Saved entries
'''

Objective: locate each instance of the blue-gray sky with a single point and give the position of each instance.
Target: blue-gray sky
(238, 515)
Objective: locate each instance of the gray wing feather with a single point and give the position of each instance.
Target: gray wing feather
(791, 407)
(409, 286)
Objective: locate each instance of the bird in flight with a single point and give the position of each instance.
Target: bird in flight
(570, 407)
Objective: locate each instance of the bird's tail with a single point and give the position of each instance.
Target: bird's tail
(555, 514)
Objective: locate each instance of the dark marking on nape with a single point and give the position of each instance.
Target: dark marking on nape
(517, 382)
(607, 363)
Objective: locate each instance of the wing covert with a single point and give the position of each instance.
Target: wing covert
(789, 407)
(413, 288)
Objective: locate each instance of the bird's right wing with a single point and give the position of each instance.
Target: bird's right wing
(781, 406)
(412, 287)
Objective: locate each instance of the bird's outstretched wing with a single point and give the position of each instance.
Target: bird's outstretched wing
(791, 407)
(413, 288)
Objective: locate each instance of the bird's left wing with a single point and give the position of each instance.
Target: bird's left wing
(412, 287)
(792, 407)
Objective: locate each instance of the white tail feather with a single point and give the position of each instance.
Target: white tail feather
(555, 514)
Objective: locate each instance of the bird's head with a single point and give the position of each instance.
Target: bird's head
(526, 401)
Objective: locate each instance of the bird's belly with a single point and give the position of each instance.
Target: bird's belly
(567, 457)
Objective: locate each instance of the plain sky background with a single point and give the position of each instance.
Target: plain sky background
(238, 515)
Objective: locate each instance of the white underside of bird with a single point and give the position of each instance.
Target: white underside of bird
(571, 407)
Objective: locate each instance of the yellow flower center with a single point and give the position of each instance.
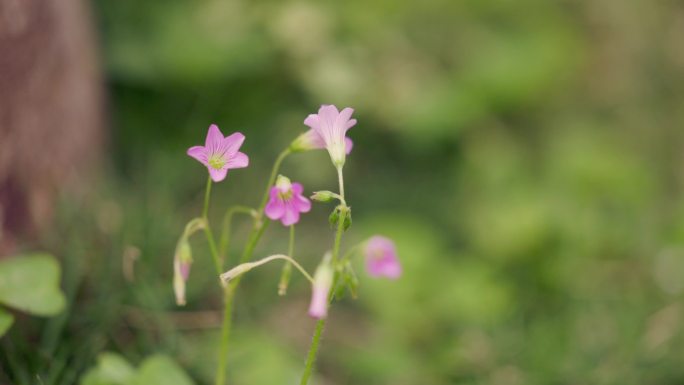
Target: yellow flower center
(216, 162)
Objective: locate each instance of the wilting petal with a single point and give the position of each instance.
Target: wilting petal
(239, 160)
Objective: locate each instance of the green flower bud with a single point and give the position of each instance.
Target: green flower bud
(324, 196)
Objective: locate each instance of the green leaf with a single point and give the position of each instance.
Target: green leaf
(6, 320)
(111, 369)
(160, 369)
(31, 283)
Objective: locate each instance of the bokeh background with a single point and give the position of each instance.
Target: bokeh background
(527, 157)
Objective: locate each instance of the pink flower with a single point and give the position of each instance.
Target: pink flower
(323, 278)
(287, 202)
(220, 153)
(381, 258)
(328, 130)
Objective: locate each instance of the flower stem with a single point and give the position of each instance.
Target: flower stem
(340, 181)
(229, 290)
(271, 179)
(287, 268)
(227, 224)
(313, 349)
(225, 334)
(207, 229)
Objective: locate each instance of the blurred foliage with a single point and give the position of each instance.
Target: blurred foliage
(115, 370)
(29, 283)
(526, 156)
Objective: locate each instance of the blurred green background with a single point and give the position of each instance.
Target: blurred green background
(527, 157)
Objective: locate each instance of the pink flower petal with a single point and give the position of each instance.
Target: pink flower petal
(214, 140)
(275, 208)
(238, 160)
(217, 175)
(198, 153)
(348, 144)
(327, 115)
(381, 258)
(291, 216)
(312, 121)
(302, 204)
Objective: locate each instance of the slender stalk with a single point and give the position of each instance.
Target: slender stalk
(229, 291)
(225, 334)
(340, 181)
(320, 325)
(271, 179)
(311, 357)
(207, 194)
(207, 229)
(227, 224)
(287, 268)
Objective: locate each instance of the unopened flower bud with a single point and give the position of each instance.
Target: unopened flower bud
(324, 196)
(323, 278)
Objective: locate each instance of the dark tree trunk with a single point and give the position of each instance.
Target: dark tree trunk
(50, 109)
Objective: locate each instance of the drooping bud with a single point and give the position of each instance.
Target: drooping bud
(320, 290)
(324, 196)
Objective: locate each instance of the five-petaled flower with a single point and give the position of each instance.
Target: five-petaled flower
(286, 202)
(381, 258)
(220, 153)
(328, 129)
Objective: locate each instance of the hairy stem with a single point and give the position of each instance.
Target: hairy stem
(207, 229)
(287, 268)
(227, 224)
(313, 349)
(229, 290)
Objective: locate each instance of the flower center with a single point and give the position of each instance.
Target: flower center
(216, 162)
(285, 195)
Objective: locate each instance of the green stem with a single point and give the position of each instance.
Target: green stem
(313, 349)
(311, 357)
(271, 179)
(340, 181)
(287, 268)
(207, 194)
(257, 231)
(207, 229)
(227, 224)
(225, 334)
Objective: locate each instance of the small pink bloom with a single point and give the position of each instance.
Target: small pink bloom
(381, 258)
(328, 130)
(323, 278)
(286, 202)
(220, 153)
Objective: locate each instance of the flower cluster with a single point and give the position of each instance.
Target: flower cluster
(285, 201)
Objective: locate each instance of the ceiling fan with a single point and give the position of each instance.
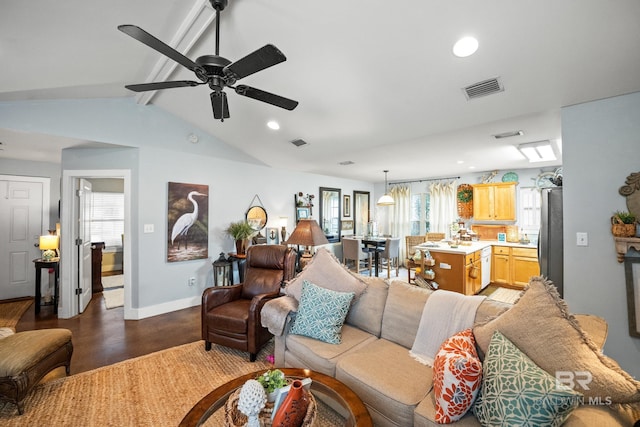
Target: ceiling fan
(214, 70)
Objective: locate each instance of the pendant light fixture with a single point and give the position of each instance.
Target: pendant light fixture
(386, 199)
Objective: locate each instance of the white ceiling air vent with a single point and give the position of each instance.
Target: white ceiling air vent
(483, 88)
(299, 142)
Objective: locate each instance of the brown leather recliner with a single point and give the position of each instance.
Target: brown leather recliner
(231, 314)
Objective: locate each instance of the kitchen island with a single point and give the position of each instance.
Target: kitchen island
(459, 269)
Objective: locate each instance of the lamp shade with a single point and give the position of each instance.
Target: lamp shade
(307, 233)
(48, 242)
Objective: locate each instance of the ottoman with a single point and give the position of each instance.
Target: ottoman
(26, 357)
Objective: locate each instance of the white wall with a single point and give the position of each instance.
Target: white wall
(601, 147)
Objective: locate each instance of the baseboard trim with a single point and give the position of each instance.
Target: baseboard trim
(165, 307)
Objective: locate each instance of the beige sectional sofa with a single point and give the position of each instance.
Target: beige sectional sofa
(373, 358)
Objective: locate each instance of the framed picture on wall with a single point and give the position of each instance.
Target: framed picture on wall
(273, 236)
(346, 206)
(187, 222)
(347, 225)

'''

§ **What you need to do**: Restate word for word only the lines above from the line containing "Objective: locate each instance of the brown" to the line containing "Objective: locate each instance of the framed", both of them included.

§ **Answer to the exercise**:
Objective: locate each instance of the brown leather recliner with a single point and give the position of each instance.
Target: brown leather recliner
(231, 314)
Objective: locate each instance of the kitchen island with a single point and give the position of each instance.
Target: kitchen island
(459, 269)
Objective: locate each instance of the lamp shade with a single point and give the position of each instance.
Target: lamp shade
(307, 233)
(48, 242)
Objective: locate each instance of the ottoman with a single point and give the position of each instance.
Target: ottoman
(26, 357)
Objective: locate each instance of the white wall with a single point and give the position of each instance.
Target: white wall
(601, 147)
Objective: locate each instance of the baseboard trim with a single point and give the position of each instance.
Target: baseboard trim
(165, 307)
Objective: locate each instance of the beige sectional sofa with a single point and give the position of each instance.
Target: beige sectional sofa
(373, 358)
Objective: locate each instance of the framed picture on wall with a single point and give the position of each instance.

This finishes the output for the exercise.